Write out the entries again exactly as they are given.

• [INFORMATION SHOWN]:

--- --- ---

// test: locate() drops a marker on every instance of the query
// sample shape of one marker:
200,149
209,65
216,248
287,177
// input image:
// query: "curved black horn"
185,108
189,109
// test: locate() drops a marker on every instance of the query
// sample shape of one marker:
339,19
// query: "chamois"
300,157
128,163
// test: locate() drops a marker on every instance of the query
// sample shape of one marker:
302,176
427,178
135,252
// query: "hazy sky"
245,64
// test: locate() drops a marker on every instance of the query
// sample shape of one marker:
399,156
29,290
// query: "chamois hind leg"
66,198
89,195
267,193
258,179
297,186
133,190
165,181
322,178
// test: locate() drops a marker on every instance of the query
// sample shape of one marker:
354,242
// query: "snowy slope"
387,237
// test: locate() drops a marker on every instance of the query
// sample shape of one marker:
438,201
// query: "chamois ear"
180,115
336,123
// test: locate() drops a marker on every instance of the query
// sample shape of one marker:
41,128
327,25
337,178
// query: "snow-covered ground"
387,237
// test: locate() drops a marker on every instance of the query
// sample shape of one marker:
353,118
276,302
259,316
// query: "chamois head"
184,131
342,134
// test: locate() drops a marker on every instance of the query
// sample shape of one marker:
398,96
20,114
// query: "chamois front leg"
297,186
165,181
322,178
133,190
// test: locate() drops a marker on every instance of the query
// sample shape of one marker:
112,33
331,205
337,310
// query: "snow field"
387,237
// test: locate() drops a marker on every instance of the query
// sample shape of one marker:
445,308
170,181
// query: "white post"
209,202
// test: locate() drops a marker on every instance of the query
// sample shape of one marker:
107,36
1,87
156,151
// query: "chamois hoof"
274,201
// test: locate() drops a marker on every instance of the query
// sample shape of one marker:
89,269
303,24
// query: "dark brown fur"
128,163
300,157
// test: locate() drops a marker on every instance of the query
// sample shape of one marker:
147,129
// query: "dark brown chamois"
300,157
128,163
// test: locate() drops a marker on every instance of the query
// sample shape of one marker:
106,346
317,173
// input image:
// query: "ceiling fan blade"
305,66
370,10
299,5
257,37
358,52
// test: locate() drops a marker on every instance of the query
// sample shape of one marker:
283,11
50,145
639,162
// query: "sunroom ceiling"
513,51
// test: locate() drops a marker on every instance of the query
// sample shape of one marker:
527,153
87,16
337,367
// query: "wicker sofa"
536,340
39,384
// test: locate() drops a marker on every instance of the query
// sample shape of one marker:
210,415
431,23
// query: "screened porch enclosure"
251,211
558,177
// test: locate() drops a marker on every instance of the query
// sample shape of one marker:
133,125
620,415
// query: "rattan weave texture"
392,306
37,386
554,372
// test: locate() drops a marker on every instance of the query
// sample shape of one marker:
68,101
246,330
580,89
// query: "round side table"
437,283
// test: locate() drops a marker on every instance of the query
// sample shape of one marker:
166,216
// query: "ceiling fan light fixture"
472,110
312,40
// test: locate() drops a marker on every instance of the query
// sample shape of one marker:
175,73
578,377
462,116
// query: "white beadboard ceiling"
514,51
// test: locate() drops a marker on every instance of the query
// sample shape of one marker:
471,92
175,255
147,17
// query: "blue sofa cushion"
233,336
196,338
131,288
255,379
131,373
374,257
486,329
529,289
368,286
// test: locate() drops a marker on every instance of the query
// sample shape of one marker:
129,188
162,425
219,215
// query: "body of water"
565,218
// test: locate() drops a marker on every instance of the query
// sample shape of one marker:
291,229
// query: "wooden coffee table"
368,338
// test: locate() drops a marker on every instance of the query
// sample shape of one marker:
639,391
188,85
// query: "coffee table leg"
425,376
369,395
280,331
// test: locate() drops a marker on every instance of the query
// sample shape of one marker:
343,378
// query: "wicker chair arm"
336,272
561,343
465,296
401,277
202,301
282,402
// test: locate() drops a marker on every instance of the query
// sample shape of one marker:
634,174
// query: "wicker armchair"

--- --- ---

• [EXERCISE ANSWER]:
// test: locate() drops a marker on every instance of the query
// sample shape of one marker:
200,149
209,65
216,248
287,177
// input image:
// query: "curved black horn"
185,108
189,109
// test: locate() drops a marker on every instance of the query
// sample shape of one marker:
339,19
// query: "chamois"
300,157
128,163
// test: locate() drops a marker on every instance of the query
// sample shape of one marker:
302,176
427,178
135,252
// query: "hazy sky"
245,64
// test: locate() drops a marker on every instance of the query
// sample shape of one marker:
399,156
29,290
// query: "chamois hind leg"
66,198
89,195
267,193
258,179
297,186
133,190
165,181
322,178
// test: locate() drops a marker on every instance of the query
// sample shape of one marker:
354,242
// query: "snowy slope"
387,237
// test: locate() drops a marker on every instance of the query
// sample shape of one marker:
438,201
// query: "chamois ear"
180,115
336,123
// test: locate() drops a marker on every instance of the query
// sample shape of one marker:
41,128
327,25
337,178
// query: "snow-covered ground"
387,237
// test: locate() drops a marker on every instance of the query
// sample shape of one marker:
353,118
276,302
259,316
// query: "chamois head"
184,131
342,134
// test: locate() drops a marker on every instance of the query
// sample shape of one marker:
398,96
20,114
// query: "chamois front leg"
297,186
165,181
322,178
133,190
// test: locate() drops a marker on every instance of the query
// sample shape of one marker:
112,33
331,205
337,310
// query: "snow field"
387,237
// test: locate() drops a marker on every instance of the query
// sample shape of one marker:
445,308
170,181
// query: "white post"
209,202
// test: locate() drops a marker on every instance of the query
// sample shape of one marker:
107,36
1,87
156,151
// query: "chamois hoof"
274,201
// test: locate() drops a marker on every instance of the query
// sample shape of one marker:
89,269
303,24
// query: "dark brown fur"
128,163
300,157
// test: locate() drops a marker on every instance of the query
// sample shape of one marker:
147,129
// query: "dark brown chamois"
300,157
128,163
// test: locate() drops a marker on every instance of the query
// sample shape of one marker:
106,346
317,173
// input image:
// query: "ceiling fan blade"
305,66
370,10
299,5
257,37
358,52
// test: locate() drops a marker on every instance of the query
// sample shape of one marker:
283,11
50,145
639,162
// query: "sunroom ceiling"
513,51
// test: locate() drops a marker on every instance of the query
// sample shape of one marker:
527,153
87,16
337,367
// query: "wicker sofa"
536,340
39,384
// test: locate() drops a marker on every instance of the query
// sample shape of one marker:
210,415
431,23
// query: "screened porch enclosure"
251,211
558,177
// test: locate() drops a marker on every instance of the query
// sample shape of one marker:
133,125
620,415
// query: "rattan weave texture"
392,306
37,386
554,372
// test: locate() drops a marker on every instance of the query
// sample shape of one marker:
68,101
246,330
580,89
// query: "round side table"
437,283
// test: locate() drops a marker on every instance of the query
// sample shape of one marker:
166,216
// query: "ceiling fan light fixture"
472,110
312,40
// test: locate() drops a marker on every instance of the query
// sample shape of one marker:
175,73
578,377
462,116
// query: "white beadboard ceiling"
514,51
// test: locate() drops a marker on every instance of the query
// sample shape of one marker:
471,92
175,255
147,17
// query: "blue sofa cushion"
233,336
196,338
131,288
255,379
131,373
374,257
486,329
529,289
368,286
// test: locate() drops a marker on every instance of the query
// sample shape of one marker:
129,188
162,425
219,215
// query: "body of water"
565,218
// test: locate() drops a marker on every instance of the query
// sample shape of one marker:
291,229
// query: "wooden coffee table"
368,338
// test: locate() drops a marker on every instance of the query
// sample shape of one marker:
639,391
188,85
// query: "coffee table leg"
425,376
369,395
280,331
// test: locate() drops a marker on every instance of the query
// sample shape of one marker:
343,378
// query: "wicker chair arm"
336,272
561,343
465,296
401,277
202,301
282,402
// test: locate() drops a marker on every instance of the query
// sample shape of one marker:
634,174
// query: "wicker armchair"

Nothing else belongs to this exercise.